Point localization data:
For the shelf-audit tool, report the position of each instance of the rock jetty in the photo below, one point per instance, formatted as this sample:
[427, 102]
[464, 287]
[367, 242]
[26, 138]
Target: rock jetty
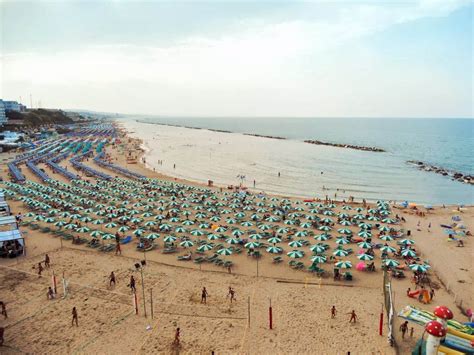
[349, 146]
[454, 175]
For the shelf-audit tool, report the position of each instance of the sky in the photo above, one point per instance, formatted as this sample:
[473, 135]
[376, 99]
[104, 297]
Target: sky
[241, 58]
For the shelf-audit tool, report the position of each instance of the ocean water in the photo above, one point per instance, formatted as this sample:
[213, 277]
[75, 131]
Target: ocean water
[315, 171]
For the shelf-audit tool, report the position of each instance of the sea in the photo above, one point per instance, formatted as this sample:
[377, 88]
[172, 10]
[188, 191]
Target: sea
[189, 148]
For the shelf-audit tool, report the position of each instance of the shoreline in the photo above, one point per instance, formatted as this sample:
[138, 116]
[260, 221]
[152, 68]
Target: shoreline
[146, 150]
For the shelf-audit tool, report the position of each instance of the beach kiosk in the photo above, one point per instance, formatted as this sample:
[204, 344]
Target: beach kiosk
[12, 243]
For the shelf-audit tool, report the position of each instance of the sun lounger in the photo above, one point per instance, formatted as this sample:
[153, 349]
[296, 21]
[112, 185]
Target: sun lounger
[126, 240]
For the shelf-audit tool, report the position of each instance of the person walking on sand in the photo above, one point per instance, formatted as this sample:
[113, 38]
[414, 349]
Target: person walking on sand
[353, 317]
[204, 295]
[231, 294]
[118, 250]
[74, 317]
[3, 309]
[40, 269]
[132, 284]
[176, 337]
[50, 294]
[404, 329]
[112, 279]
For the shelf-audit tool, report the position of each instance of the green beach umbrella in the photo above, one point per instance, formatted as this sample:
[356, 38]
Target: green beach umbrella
[224, 251]
[205, 247]
[365, 257]
[186, 243]
[274, 250]
[344, 264]
[295, 254]
[340, 252]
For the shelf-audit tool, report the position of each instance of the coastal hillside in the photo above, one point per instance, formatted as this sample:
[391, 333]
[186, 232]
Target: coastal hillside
[38, 117]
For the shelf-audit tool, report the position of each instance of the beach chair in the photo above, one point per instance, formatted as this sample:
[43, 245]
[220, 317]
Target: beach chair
[277, 259]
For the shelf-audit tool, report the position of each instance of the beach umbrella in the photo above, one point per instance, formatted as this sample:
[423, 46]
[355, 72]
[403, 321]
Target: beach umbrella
[274, 240]
[418, 268]
[212, 236]
[408, 253]
[344, 264]
[344, 231]
[152, 236]
[364, 245]
[138, 231]
[224, 251]
[165, 227]
[345, 222]
[255, 236]
[322, 237]
[388, 249]
[237, 233]
[320, 259]
[186, 243]
[386, 238]
[340, 252]
[150, 223]
[205, 247]
[365, 225]
[300, 234]
[169, 239]
[197, 232]
[82, 230]
[108, 236]
[365, 257]
[295, 244]
[295, 254]
[364, 234]
[274, 250]
[342, 241]
[317, 248]
[95, 234]
[252, 245]
[391, 263]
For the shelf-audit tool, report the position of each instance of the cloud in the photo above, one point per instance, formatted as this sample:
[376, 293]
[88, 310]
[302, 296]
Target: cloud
[259, 57]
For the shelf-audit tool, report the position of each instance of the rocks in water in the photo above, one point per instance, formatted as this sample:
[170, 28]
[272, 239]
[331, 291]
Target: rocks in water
[454, 175]
[349, 146]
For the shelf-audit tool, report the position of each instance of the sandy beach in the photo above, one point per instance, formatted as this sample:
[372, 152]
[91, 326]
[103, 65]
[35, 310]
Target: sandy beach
[301, 301]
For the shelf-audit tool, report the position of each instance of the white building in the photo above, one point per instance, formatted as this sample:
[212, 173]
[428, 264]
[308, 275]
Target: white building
[13, 106]
[3, 118]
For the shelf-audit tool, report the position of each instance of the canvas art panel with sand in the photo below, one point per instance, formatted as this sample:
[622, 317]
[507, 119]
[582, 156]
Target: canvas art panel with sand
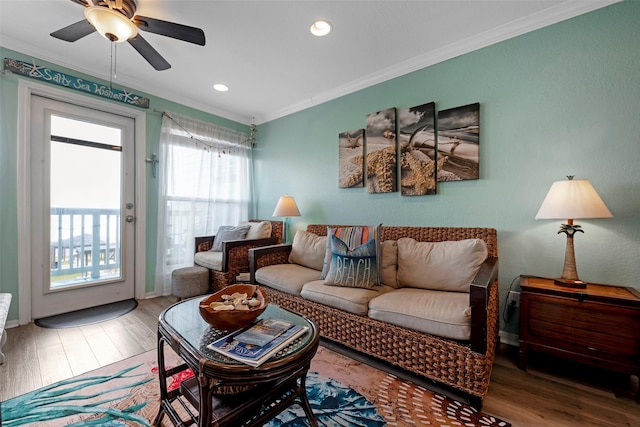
[381, 151]
[350, 159]
[417, 141]
[459, 142]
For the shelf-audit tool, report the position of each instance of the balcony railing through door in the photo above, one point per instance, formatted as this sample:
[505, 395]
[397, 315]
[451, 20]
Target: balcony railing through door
[85, 246]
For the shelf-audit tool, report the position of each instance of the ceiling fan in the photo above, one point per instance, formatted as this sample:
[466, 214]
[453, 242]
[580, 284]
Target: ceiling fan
[116, 21]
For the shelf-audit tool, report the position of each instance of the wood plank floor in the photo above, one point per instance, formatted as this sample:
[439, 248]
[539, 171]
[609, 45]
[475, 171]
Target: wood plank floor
[551, 393]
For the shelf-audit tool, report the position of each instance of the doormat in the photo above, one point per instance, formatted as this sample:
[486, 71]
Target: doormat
[343, 393]
[88, 316]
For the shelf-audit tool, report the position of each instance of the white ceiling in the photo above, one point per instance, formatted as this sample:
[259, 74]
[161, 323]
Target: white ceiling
[264, 52]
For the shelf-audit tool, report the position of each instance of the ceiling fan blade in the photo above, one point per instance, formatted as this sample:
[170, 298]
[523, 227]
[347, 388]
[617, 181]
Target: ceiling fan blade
[74, 31]
[170, 29]
[149, 53]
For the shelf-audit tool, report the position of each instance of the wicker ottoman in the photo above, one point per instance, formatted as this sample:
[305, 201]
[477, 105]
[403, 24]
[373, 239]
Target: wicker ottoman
[189, 282]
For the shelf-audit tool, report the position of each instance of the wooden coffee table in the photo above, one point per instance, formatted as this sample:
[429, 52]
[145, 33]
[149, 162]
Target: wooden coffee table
[235, 394]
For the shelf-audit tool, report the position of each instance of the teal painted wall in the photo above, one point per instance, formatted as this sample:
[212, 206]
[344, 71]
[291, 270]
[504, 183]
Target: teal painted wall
[563, 100]
[8, 169]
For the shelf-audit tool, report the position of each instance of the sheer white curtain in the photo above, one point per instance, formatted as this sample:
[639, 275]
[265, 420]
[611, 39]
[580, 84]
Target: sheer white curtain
[204, 176]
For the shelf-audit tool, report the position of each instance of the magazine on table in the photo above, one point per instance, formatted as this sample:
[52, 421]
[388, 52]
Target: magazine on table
[257, 343]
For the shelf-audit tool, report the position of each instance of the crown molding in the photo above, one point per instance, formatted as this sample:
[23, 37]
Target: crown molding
[545, 18]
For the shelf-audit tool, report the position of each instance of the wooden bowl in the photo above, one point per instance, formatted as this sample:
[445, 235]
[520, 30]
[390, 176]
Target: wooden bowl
[232, 320]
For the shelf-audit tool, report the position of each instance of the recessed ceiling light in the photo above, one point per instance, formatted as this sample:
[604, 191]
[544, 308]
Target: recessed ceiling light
[320, 28]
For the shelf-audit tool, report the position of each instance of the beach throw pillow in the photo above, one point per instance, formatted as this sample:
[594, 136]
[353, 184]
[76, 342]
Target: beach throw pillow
[308, 249]
[354, 268]
[353, 236]
[228, 232]
[443, 266]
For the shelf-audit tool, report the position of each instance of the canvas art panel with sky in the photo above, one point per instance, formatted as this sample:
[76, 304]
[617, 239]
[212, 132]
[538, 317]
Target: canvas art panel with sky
[381, 151]
[417, 141]
[350, 159]
[459, 142]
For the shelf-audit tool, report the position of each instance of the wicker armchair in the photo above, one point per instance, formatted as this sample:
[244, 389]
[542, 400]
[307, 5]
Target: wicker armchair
[235, 255]
[462, 365]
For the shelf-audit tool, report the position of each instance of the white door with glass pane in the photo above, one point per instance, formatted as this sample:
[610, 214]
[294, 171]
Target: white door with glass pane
[82, 207]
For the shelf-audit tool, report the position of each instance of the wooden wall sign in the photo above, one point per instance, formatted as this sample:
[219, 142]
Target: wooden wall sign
[65, 80]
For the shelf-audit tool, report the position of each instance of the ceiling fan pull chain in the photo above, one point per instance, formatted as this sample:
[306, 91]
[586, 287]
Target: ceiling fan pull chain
[111, 68]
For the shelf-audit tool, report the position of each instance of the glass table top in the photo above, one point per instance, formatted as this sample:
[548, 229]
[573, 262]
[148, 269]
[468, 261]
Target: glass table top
[184, 318]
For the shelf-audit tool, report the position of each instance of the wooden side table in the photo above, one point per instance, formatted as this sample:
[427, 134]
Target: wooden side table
[599, 325]
[226, 392]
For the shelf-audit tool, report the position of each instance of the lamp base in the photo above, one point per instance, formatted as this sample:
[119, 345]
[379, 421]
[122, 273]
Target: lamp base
[570, 283]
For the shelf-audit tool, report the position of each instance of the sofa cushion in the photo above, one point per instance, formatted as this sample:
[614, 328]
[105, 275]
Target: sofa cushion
[389, 263]
[445, 314]
[287, 278]
[308, 249]
[257, 230]
[353, 300]
[209, 259]
[355, 268]
[353, 236]
[227, 233]
[446, 266]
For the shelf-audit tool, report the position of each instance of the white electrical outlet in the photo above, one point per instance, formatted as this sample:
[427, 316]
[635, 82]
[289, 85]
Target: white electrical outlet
[513, 297]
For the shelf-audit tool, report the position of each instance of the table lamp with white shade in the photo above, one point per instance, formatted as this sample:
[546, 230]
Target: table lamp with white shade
[572, 199]
[286, 208]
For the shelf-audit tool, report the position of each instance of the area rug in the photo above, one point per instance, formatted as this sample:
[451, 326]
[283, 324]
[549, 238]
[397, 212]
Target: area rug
[88, 316]
[342, 391]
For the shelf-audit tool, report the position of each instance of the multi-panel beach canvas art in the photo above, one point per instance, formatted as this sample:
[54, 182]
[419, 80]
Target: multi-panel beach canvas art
[350, 159]
[381, 151]
[426, 150]
[459, 143]
[417, 139]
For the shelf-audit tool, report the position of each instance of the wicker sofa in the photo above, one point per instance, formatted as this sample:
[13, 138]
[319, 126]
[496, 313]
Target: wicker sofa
[464, 365]
[234, 255]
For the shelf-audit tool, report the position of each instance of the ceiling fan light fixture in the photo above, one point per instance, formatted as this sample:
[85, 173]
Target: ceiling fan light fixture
[112, 25]
[320, 28]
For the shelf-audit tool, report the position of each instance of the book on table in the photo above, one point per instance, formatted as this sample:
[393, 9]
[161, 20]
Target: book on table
[257, 343]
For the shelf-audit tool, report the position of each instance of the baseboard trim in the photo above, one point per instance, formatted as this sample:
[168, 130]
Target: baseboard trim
[509, 338]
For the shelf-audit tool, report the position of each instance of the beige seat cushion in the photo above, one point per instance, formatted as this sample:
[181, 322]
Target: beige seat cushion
[210, 259]
[353, 300]
[446, 266]
[389, 263]
[445, 314]
[287, 278]
[308, 250]
[257, 230]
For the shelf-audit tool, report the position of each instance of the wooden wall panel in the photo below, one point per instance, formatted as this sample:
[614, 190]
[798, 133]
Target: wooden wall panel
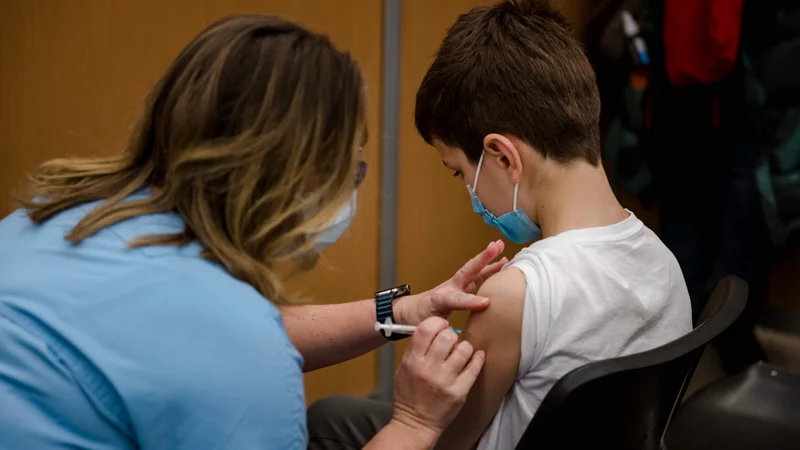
[73, 75]
[439, 232]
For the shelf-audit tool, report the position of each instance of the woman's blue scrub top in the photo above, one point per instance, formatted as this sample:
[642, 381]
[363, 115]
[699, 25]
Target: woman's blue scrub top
[105, 347]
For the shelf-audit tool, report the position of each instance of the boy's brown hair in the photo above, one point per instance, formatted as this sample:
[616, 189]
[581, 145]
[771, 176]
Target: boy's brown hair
[512, 68]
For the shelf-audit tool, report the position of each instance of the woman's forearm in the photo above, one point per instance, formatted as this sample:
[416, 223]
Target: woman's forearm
[330, 334]
[399, 436]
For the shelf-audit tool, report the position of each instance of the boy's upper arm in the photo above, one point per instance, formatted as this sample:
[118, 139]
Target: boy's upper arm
[497, 331]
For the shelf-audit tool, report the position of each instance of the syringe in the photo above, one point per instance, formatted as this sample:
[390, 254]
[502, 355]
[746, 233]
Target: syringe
[389, 328]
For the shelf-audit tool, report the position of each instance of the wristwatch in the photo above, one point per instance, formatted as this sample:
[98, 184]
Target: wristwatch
[384, 301]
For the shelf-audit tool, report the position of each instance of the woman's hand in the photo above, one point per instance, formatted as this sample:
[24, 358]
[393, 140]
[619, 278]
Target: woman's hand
[457, 293]
[435, 375]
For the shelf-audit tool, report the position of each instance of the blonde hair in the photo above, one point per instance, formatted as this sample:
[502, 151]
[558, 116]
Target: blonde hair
[251, 136]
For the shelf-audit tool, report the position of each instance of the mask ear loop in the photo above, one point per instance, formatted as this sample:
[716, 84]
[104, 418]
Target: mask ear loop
[477, 172]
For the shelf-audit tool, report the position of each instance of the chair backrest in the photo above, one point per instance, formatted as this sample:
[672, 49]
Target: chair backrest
[626, 403]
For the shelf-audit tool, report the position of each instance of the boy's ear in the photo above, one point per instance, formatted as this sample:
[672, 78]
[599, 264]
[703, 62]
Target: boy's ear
[502, 150]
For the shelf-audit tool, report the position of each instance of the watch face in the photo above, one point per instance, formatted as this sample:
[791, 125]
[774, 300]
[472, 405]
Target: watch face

**YOUR INSTRUCTIONS:**
Filter the data above by the word "face" and copy every line that matches.

**FINISHED EXERCISE:**
For the shelf-audit tool, report the position of each instance of the watch face in the photo above, one point per instance, formatted as this sample:
Target: watch face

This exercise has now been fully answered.